• Exercise:
Would you repeat the listing below verbatim and drop the images?

• Data extracts:
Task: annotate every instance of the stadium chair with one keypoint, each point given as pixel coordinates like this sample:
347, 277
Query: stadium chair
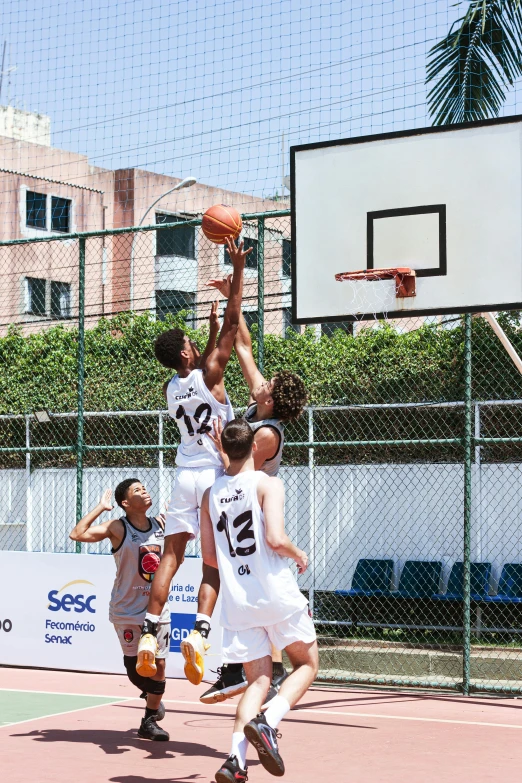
509, 586
480, 575
371, 577
419, 579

• Expected output:
Task: annotate every instance of the stadium chair with one keypoint, each point given as pixel coordinates like this sample:
347, 277
Query: stadium chair
509, 586
480, 575
371, 577
419, 579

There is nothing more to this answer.